■ **Exercise goal**:
Exactly the lines from the one containing "of the evergreen" through the end of the entries, both ends included, are to be output.

[Items from a data source]
..............................

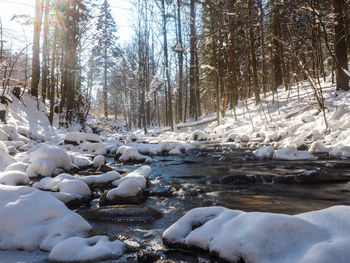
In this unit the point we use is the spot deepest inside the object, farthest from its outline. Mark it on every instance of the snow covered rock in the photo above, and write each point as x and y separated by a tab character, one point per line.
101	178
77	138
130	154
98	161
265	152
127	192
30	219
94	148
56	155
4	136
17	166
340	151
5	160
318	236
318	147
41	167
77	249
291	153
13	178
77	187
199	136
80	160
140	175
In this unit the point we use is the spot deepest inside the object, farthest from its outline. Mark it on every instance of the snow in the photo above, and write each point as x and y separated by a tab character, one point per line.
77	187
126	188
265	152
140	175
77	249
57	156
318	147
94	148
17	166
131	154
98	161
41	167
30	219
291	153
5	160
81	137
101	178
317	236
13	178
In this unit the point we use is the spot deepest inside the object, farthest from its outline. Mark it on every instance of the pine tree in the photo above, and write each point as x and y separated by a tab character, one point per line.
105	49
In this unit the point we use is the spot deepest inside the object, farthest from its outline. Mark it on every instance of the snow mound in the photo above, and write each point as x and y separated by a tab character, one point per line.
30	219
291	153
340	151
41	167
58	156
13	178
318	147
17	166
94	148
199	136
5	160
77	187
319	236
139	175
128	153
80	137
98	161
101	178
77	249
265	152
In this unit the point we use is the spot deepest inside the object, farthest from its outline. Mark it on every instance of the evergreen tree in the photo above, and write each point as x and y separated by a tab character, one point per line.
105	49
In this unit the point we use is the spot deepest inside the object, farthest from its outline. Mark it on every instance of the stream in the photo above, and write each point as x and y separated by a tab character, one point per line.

..............................

■ **Solution to the exercise**:
In this unit the point we use is the spot deepest inside the object, farthest from its outline. Mark it on every instance of the evergreen tree in the photo above, and write each point as x and y separated by a tab character, one point per line.
105	49
In this unit the point we use is the spot deepest inside the object, farthest from its outline. Mark it on every instance of the stream in the photo above, and write each point as x and y separated by a tab character, one point per line.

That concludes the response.